── SUPPLIED ENTRIES ──

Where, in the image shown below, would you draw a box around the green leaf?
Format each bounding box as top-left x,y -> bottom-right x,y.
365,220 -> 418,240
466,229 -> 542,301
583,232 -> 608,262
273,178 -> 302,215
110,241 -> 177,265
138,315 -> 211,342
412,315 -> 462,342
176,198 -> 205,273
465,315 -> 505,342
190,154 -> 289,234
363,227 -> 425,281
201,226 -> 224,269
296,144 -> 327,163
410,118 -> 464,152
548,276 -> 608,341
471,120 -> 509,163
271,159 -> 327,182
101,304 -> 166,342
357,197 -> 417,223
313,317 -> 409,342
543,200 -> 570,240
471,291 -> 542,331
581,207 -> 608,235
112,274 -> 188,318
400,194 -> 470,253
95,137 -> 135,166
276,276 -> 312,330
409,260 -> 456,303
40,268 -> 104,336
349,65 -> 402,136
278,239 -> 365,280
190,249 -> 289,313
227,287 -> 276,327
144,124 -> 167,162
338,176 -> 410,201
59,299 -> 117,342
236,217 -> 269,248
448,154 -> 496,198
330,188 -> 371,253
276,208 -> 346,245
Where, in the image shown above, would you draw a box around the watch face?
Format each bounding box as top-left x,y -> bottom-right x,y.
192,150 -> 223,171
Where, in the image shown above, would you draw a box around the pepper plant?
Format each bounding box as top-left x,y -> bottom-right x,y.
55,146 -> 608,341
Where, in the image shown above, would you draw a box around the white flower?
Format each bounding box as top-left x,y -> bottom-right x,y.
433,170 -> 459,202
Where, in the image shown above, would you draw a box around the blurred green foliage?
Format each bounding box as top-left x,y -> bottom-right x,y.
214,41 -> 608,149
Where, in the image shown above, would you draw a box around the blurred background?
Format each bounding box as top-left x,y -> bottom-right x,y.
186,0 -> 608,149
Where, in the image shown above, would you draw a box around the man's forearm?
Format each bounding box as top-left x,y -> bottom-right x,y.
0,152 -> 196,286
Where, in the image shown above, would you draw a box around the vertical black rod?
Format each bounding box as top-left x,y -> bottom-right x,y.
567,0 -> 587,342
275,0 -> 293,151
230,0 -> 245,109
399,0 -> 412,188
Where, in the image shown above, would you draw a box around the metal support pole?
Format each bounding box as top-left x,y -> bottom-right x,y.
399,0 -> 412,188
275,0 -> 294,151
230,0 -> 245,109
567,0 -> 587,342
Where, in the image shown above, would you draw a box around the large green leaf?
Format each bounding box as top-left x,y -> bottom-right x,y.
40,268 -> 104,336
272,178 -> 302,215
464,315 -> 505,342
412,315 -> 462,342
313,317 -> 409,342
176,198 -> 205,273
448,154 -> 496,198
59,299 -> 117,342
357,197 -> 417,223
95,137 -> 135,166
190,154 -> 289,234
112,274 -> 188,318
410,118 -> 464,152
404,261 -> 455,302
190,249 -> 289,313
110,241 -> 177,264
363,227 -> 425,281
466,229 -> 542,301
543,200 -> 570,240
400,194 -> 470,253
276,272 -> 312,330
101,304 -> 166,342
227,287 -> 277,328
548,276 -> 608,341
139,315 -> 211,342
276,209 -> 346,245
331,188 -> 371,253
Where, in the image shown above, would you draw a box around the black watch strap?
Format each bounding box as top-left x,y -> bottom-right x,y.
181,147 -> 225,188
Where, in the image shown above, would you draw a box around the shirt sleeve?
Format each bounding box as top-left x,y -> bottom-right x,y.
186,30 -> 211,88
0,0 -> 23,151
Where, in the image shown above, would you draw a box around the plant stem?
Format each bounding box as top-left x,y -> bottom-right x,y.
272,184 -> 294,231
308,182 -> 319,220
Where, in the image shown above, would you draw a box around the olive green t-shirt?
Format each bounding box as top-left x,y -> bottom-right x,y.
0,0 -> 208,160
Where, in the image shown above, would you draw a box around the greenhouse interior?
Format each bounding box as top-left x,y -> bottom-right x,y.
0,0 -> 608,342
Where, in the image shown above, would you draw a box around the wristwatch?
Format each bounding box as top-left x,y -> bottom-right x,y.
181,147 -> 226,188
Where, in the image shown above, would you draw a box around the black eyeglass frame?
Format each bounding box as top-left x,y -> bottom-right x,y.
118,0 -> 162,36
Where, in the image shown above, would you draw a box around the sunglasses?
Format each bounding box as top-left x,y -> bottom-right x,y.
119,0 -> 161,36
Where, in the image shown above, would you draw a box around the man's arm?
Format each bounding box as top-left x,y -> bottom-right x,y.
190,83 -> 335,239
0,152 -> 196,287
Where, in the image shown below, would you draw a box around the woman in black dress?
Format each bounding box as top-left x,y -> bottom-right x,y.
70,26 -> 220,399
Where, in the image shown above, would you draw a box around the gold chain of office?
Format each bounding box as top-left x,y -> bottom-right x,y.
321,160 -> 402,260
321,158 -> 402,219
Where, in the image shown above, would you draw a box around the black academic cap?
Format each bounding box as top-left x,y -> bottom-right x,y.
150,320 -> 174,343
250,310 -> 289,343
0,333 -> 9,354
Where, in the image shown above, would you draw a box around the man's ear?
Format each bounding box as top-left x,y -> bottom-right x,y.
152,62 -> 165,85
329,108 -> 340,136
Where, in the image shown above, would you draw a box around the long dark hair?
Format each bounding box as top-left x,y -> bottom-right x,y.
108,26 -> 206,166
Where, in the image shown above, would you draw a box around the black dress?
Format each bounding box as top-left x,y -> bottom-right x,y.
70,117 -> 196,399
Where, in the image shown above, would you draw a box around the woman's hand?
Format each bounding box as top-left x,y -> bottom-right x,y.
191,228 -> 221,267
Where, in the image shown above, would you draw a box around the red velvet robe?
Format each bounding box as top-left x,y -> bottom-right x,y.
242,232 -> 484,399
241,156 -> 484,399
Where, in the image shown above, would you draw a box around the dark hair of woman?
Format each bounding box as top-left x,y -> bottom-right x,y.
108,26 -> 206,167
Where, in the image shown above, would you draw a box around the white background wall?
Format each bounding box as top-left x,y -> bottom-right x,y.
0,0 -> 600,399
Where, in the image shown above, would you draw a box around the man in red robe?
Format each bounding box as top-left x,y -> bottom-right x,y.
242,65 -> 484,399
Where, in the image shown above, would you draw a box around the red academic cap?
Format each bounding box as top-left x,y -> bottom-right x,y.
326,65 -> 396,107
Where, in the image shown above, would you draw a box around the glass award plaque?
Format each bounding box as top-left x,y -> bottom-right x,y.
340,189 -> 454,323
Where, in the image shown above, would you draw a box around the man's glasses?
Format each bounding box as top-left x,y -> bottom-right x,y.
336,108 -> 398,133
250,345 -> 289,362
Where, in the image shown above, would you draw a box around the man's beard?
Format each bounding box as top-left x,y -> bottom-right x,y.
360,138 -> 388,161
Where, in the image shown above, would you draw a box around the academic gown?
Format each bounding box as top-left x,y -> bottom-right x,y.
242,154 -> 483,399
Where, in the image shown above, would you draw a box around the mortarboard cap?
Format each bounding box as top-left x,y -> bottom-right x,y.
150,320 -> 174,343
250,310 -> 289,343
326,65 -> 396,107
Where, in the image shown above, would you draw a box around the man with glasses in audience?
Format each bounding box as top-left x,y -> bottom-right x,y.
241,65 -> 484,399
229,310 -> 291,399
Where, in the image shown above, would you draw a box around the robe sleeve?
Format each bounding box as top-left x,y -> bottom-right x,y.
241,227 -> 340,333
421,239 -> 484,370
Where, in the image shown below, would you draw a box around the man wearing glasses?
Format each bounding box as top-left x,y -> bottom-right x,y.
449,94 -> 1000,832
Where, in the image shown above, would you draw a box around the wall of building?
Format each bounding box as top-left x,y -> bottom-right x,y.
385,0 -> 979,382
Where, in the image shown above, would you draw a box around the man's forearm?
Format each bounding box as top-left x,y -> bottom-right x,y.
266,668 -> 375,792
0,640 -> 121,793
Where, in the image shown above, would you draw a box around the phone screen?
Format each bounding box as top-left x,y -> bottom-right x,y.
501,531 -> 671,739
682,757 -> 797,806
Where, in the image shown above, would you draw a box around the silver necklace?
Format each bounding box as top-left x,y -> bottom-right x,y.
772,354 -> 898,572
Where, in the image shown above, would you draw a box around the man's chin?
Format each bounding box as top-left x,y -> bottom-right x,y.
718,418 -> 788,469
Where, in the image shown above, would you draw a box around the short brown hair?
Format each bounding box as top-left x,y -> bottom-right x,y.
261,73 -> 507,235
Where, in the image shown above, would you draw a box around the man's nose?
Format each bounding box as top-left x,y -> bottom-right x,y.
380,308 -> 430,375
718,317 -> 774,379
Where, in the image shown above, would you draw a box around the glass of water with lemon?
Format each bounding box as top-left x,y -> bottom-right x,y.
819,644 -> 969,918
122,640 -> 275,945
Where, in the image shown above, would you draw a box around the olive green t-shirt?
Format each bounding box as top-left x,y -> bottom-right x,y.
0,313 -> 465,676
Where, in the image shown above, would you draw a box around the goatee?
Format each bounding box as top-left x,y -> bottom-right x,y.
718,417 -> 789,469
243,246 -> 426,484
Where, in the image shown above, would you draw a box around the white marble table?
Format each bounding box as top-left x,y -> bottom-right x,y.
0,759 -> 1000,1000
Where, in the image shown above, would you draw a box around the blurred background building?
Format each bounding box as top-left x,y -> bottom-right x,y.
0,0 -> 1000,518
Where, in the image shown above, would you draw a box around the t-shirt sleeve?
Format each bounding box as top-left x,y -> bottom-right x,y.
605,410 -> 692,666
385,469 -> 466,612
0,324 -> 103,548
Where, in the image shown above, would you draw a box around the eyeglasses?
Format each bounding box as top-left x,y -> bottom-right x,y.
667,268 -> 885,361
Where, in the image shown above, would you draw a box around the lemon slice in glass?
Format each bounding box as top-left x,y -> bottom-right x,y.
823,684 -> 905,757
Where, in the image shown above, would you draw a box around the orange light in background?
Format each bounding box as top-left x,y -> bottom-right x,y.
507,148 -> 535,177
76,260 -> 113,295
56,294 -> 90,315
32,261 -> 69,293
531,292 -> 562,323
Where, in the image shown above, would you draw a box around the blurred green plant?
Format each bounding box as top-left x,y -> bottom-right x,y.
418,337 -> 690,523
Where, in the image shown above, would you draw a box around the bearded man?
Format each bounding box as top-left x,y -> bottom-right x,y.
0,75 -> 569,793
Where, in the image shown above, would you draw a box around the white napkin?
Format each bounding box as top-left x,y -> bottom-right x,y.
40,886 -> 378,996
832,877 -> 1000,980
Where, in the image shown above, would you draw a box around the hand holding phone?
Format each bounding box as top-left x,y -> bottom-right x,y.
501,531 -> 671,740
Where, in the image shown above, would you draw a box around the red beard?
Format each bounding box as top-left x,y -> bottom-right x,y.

───

- _STATED TASK_
From the line containing "the bearded man?" through the final line of the listing above, retype every line exactly; leave out everything else.

- _OUTPUT OF THE EXERCISE_
Where, in the image shown above, would you draw a box around the bearded man?
Format each bounding box as top-left x,y -> bottom-right x,y.
0,75 -> 569,793
Where, in the image shown above, would you draw a box around the white napkin?
Format each bounding box as top-left x,y -> bottom-right x,y.
40,886 -> 378,996
832,877 -> 1000,980
Where, in the image shown above, would you draw a box around the hand holding phone?
Format each bounding box as top-left x,y -> bottom-right x,y.
501,531 -> 671,740
Where, in the image shown above, would you draw a box around the red beard?
Format each bounding box as top-left x,y -> bottom-right x,y.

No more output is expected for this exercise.